● **WHAT IS EXPECTED**
Find the line containing "[point] every instance of the upper". Return it and every line after it, unchanged, up to and including the last line.

● **SUPPLIED RECORDS**
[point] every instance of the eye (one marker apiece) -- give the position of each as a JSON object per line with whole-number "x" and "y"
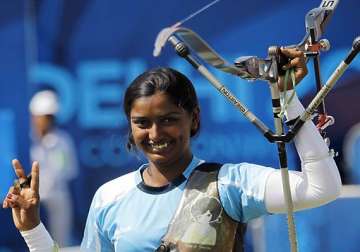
{"x": 141, "y": 122}
{"x": 168, "y": 120}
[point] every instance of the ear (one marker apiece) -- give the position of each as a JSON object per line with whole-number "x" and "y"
{"x": 195, "y": 123}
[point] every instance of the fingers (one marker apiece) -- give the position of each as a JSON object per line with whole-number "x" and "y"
{"x": 16, "y": 201}
{"x": 7, "y": 201}
{"x": 34, "y": 185}
{"x": 19, "y": 171}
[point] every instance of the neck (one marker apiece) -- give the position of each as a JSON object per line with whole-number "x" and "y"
{"x": 158, "y": 175}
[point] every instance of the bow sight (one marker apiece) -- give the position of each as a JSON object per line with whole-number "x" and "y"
{"x": 269, "y": 69}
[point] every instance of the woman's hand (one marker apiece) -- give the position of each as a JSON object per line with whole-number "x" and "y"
{"x": 24, "y": 200}
{"x": 297, "y": 62}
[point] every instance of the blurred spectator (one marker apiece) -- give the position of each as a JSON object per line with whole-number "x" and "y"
{"x": 55, "y": 151}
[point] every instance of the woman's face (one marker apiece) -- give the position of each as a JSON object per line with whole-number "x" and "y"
{"x": 161, "y": 130}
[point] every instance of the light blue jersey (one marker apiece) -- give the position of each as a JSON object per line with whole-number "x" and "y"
{"x": 127, "y": 215}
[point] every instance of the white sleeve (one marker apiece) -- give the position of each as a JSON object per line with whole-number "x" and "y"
{"x": 318, "y": 182}
{"x": 39, "y": 240}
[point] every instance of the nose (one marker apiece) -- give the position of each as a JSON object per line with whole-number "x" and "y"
{"x": 155, "y": 132}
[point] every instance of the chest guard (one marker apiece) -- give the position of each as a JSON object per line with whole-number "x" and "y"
{"x": 200, "y": 222}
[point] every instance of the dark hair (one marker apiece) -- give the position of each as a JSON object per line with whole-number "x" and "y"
{"x": 176, "y": 85}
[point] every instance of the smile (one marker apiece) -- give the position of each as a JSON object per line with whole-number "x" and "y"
{"x": 159, "y": 146}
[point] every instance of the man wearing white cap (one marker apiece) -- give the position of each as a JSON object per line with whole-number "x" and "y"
{"x": 54, "y": 149}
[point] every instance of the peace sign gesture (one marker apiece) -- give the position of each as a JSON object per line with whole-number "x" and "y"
{"x": 23, "y": 197}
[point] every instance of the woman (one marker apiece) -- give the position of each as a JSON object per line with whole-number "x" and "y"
{"x": 134, "y": 211}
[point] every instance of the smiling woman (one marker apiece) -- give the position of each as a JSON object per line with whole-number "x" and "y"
{"x": 177, "y": 201}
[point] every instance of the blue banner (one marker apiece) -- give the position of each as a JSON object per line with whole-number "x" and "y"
{"x": 89, "y": 51}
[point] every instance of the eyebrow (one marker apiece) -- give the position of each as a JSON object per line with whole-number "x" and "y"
{"x": 165, "y": 115}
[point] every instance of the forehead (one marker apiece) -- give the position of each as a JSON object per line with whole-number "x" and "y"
{"x": 157, "y": 104}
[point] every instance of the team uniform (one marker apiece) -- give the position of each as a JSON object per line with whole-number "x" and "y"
{"x": 128, "y": 215}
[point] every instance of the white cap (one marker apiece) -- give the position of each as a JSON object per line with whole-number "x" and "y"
{"x": 44, "y": 103}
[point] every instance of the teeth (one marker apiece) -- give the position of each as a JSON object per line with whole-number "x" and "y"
{"x": 158, "y": 146}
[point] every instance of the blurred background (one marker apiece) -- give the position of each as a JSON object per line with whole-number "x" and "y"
{"x": 89, "y": 51}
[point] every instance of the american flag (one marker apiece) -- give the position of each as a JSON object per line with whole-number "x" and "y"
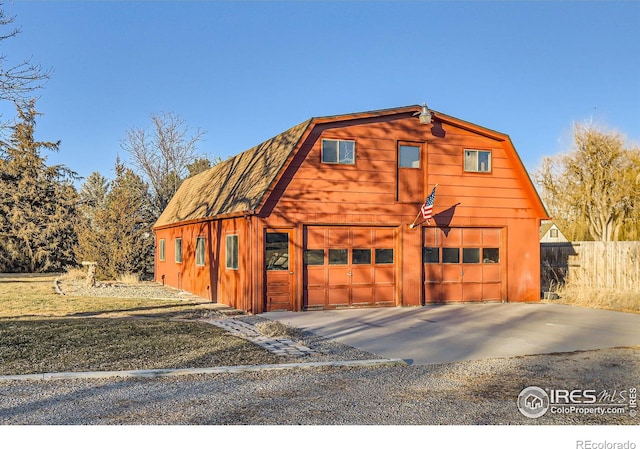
{"x": 427, "y": 207}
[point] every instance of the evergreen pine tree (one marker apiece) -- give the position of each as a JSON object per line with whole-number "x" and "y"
{"x": 37, "y": 202}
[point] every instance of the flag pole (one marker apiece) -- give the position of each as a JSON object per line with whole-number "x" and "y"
{"x": 413, "y": 225}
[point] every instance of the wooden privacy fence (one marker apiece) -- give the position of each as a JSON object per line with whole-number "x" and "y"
{"x": 611, "y": 265}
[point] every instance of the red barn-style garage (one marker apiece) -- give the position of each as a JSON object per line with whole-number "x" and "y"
{"x": 327, "y": 215}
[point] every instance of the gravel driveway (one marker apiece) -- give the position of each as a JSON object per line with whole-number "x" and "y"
{"x": 473, "y": 392}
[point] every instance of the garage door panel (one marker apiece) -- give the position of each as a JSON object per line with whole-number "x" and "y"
{"x": 338, "y": 276}
{"x": 316, "y": 237}
{"x": 384, "y": 238}
{"x": 491, "y": 237}
{"x": 462, "y": 264}
{"x": 384, "y": 294}
{"x": 362, "y": 275}
{"x": 362, "y": 295}
{"x": 316, "y": 277}
{"x": 492, "y": 291}
{"x": 451, "y": 237}
{"x": 385, "y": 275}
{"x": 472, "y": 292}
{"x": 491, "y": 273}
{"x": 451, "y": 292}
{"x": 339, "y": 237}
{"x": 348, "y": 274}
{"x": 362, "y": 238}
{"x": 433, "y": 273}
{"x": 472, "y": 237}
{"x": 315, "y": 297}
{"x": 338, "y": 296}
{"x": 433, "y": 292}
{"x": 451, "y": 273}
{"x": 472, "y": 273}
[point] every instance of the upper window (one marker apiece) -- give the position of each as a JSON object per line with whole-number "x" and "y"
{"x": 477, "y": 161}
{"x": 200, "y": 244}
{"x": 408, "y": 156}
{"x": 178, "y": 250}
{"x": 232, "y": 252}
{"x": 338, "y": 151}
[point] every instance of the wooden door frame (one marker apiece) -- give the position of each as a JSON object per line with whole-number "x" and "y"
{"x": 293, "y": 265}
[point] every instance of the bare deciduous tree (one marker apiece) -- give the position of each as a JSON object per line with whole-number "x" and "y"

● **WRITTEN SOLUTION**
[point] every instance of the upper window (one marker apiece) -- give the position of each as a JSON object per line with whole-number "x" and "y"
{"x": 477, "y": 161}
{"x": 200, "y": 244}
{"x": 408, "y": 156}
{"x": 178, "y": 250}
{"x": 232, "y": 252}
{"x": 338, "y": 151}
[point] every instance of the wooden door frame (one marker apiece) -- give the position of each as a JSON object per line with whole-number "x" and "y"
{"x": 293, "y": 265}
[point] every instance of the bare deciduous tree (one marker apiece) -- give the position of each as a JSON object per line with whole-number "x" and "y"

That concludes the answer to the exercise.